▶ _Short exercise_
Your task is to transcribe the data in full.

▶ _Records to use_

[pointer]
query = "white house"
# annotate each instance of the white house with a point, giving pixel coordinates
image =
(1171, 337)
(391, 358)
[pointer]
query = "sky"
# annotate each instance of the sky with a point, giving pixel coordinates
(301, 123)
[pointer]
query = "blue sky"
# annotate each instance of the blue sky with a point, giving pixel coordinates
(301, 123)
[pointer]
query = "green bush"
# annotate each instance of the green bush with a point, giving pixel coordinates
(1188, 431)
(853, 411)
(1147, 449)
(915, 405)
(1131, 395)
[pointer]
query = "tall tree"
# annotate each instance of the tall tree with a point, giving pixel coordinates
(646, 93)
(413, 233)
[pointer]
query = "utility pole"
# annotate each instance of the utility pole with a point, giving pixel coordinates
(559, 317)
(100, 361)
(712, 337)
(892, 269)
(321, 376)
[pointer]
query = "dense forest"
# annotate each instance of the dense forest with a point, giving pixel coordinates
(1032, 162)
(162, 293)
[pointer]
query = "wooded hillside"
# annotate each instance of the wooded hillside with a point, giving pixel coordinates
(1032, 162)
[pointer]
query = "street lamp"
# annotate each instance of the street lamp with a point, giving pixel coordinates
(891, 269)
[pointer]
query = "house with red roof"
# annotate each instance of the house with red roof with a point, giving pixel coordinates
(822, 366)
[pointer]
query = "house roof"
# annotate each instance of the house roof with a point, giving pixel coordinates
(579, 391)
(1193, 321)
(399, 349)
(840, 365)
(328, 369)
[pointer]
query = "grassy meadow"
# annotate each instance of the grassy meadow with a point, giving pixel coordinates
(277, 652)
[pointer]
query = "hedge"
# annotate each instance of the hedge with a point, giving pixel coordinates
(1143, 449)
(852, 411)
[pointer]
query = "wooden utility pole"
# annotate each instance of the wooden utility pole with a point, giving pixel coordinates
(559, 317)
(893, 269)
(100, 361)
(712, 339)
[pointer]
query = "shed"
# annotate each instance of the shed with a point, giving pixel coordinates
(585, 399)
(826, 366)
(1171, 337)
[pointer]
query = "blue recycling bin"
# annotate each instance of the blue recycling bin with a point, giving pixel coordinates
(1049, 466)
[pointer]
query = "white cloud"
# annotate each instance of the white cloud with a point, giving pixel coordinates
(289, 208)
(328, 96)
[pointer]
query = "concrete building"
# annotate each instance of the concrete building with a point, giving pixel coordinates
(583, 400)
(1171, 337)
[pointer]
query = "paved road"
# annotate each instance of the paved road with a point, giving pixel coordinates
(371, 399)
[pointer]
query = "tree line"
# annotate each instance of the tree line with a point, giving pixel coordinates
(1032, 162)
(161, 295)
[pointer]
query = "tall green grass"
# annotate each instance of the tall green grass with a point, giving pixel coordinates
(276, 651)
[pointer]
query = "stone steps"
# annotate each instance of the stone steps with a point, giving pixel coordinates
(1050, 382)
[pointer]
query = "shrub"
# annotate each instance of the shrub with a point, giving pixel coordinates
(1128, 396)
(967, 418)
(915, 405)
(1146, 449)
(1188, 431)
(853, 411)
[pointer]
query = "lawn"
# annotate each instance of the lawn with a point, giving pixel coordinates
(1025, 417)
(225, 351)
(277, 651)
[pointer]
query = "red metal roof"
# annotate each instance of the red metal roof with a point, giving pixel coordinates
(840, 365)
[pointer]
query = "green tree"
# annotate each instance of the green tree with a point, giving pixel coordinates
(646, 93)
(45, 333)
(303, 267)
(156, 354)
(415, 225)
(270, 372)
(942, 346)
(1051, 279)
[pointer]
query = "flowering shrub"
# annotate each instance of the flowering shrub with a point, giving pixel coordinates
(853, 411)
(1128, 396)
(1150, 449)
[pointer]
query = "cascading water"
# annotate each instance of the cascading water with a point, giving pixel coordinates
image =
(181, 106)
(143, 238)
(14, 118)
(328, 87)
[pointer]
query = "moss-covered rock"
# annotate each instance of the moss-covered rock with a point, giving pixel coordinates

▶ _Result of this task_
[pointer]
query = "white house"
# annotate each instance of the white house with a point, giving pixel coordinates
image =
(1171, 337)
(391, 358)
[pointer]
query = "sky"
# annotate each instance of the sky with a point, giving pixel coordinates
(301, 123)
[pointer]
query = "blue sky"
# annotate each instance of the blue sky with a point, giving pixel coordinates
(301, 123)
[pointer]
query = "green bush"
# annotate each instance of the green bush with a point, giving pixel coordinates
(1188, 431)
(853, 411)
(1147, 449)
(915, 405)
(1131, 395)
[pointer]
query = "tall tree"
# annotate each instance of the tall tree with a point, giving pixel coordinates
(646, 93)
(413, 233)
[pointer]
query = "utility pole"
# annotate each instance of the utility pole with a point, giving pixel coordinates
(559, 317)
(100, 361)
(712, 337)
(892, 269)
(321, 376)
[pointer]
query = "dense forest"
# annotate each instance of the dense forest with a point, giving pixel coordinates
(1032, 162)
(162, 293)
[pointer]
query = "wooded hillside"
# annotate each instance of the wooded hillside with a point, giving pixel coordinates
(1032, 162)
[pointer]
query = "street lamp"
# annotate each instance of the street lamp with a point, giving pixel coordinates
(891, 269)
[pointer]
query = "house with red roof"
# annotate each instance of the house with red roof with a point, giving pixel coordinates
(822, 366)
[pointer]
query = "house roof"
# annotate each instance of the house roof with a point, giving pixel coordinates
(579, 391)
(1193, 321)
(399, 349)
(840, 365)
(328, 369)
[pointer]
query = "grassy meadow"
# annotate each instance of the grassy meadow with a point, giving pixel coordinates
(277, 652)
[pointer]
query = "hedge"
# annotate each instance of the hedge with a point, giving pixel coordinates
(1143, 449)
(852, 411)
[pointer]
query = "wooden utility pole"
# annotate each instance of the wooden utility pole with a point, giving pixel coordinates
(559, 317)
(893, 269)
(100, 361)
(712, 339)
[pointer]
query = "shed"
# annotate each instance of the shed with a point, giving pixel coordinates
(585, 399)
(826, 366)
(1171, 337)
[pointer]
query = "blue recycling bin"
# annotate each instance of the blue recycling bin with a point, giving pixel coordinates
(1049, 466)
[pointer]
query = "white cloud"
# annotate each instance of the white cloud with a point, giving pixel coordinates
(289, 208)
(328, 96)
[pointer]
query = "concrete building"
# annotate each instance of the concrete building with a point, giving pixel coordinates
(583, 400)
(1171, 337)
[pointer]
query = "paved road"
# annotate each instance of the paved road with a point, giving pixel coordinates
(371, 399)
[pointer]
query = "tree line"
# annotate each instance of the tree line with a point, giving pixel coordinates
(1032, 162)
(161, 295)
[pointer]
query = "tall green grass"
# annotate each instance of the tall green grass with a point, giving pixel coordinates
(276, 651)
[pointer]
query = "stone steps"
# annotate each instance of the stone steps with a point, giving pixel coordinates
(1050, 382)
[pointer]
query = "shrub"
# annotate each instance of the shrub with a point, giving pixel coordinates
(1128, 396)
(967, 418)
(915, 405)
(1146, 449)
(1188, 431)
(853, 411)
[pointer]
query = "lawn"
# annotate each instance of the lawn with a point, giving pixel coordinates
(1025, 417)
(225, 351)
(277, 651)
[pointer]
query = "red metal roof"
# annotate each instance of the red metal roof with a point, giving pixel coordinates
(840, 365)
[pointer]
query = "green tree"
# annotate each instance of the green tree with a point, giving pixel coordinates
(646, 93)
(45, 333)
(303, 267)
(156, 354)
(415, 225)
(270, 372)
(942, 346)
(1051, 279)
[pointer]
query = "flowering shrub"
# annotate each instance of the flowering shrub with a point, giving pixel coordinates
(853, 411)
(1128, 396)
(1150, 449)
[pointer]
query = "cascading water"
# annotate each instance of the cascading water with a point, giving pixel coordinates
image =
(181, 106)
(143, 238)
(14, 118)
(328, 87)
[pointer]
query = "moss-covered rock"
# annotate each instance of the moss-covered rock with a point, giving pixel coordinates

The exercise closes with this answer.